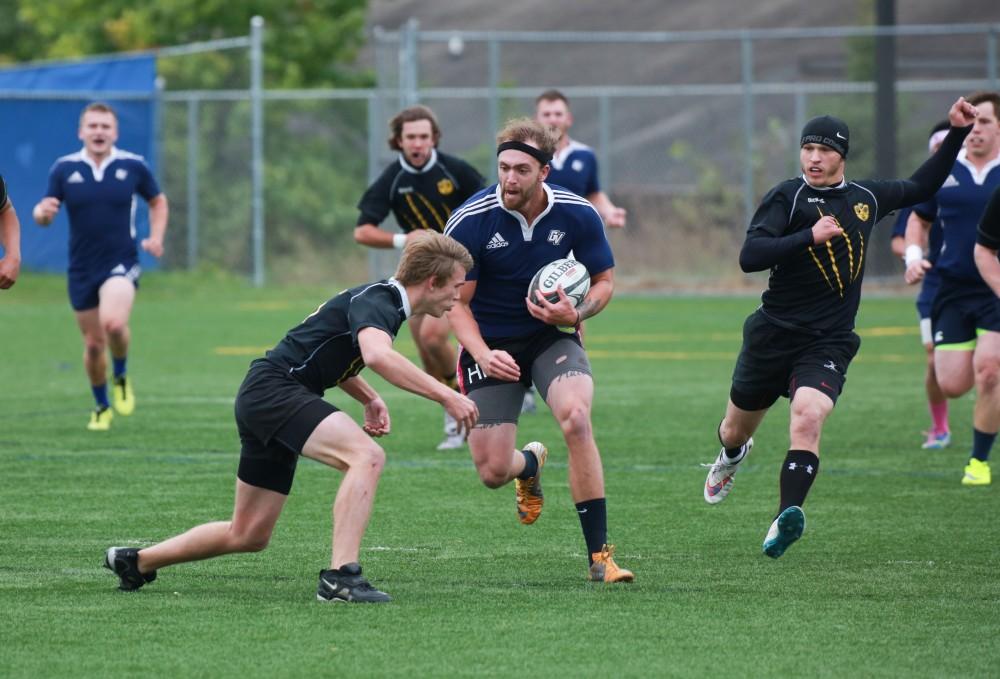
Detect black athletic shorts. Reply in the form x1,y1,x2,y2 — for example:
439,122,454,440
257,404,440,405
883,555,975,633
931,276,1000,351
458,325,593,424
729,309,861,410
235,359,339,495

+ + + + + + +

What to produce: Repeat all of the material above word for word, and leave out the pictures.

Answer to the task:
Detect black athletic shorts. Reply in the form x1,y1,x2,y2 — for example:
439,122,454,440
257,404,440,405
883,555,975,633
931,276,1000,351
458,325,593,424
729,309,861,410
235,359,339,495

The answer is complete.